(Supplied information)

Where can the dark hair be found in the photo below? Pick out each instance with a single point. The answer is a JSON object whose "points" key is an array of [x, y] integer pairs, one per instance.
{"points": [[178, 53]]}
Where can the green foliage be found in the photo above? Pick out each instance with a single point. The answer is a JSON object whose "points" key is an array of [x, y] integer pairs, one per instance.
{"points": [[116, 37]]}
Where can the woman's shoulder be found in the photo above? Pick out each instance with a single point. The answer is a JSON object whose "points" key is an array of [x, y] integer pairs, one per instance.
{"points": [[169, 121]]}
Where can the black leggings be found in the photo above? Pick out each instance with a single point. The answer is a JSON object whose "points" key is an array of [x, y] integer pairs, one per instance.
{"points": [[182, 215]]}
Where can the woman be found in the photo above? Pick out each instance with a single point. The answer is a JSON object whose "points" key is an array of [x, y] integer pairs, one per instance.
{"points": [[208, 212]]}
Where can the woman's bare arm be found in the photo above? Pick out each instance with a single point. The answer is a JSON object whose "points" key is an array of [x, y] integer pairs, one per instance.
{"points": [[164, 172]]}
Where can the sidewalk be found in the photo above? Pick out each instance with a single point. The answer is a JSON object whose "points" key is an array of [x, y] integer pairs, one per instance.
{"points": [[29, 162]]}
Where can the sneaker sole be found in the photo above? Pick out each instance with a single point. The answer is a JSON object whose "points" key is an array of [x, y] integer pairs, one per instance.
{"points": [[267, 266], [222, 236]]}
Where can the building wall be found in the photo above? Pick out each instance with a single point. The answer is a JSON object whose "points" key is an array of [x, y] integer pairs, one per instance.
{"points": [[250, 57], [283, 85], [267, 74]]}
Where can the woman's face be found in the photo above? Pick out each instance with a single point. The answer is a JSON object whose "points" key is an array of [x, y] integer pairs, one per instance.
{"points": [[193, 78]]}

(End Supplied information)

**Task requirements**
Print exactly the lines from the one with "Where can the woman be" through the last line of the material, including both, and no others.

**Result**
Where can the woman be found in the photo above? Pick out each instance with a single point. The answer is a JSON object whose "points" key is an array of [x, y] integer pairs, one per instance.
{"points": [[208, 212]]}
Where can the woman's bare arm be found in the photo above? Pick out each instance with a single point. The answer is a JSON object whose "points" key is an array of [x, y] integer pairs, one per instance.
{"points": [[164, 172]]}
Where can the sidewalk be found in the photo above? Pick out each instance with a single point. The answer is a JSON object whose "points" key is an array of [x, y] integer pairs, one per instance.
{"points": [[29, 162]]}
Where can the sneaker sole be found in the photo above? Pick out each instance with a single point. The answer is a JSON object whose "points" key is an array of [x, y] integer pairs, one per instance.
{"points": [[267, 266], [222, 236]]}
Where can the building wall be found in the photo above? Pick out each instance with a single point. The answer is a JSON object whose "points" key is an array of [x, y] integer pairs, one per instance.
{"points": [[250, 57], [283, 85], [267, 74]]}
Where can the woman's face be found in the photo above? Pick out each instance with a single point. The answer is a JSON object whose "points" key is an array of [x, y] integer pairs, one per instance.
{"points": [[193, 78]]}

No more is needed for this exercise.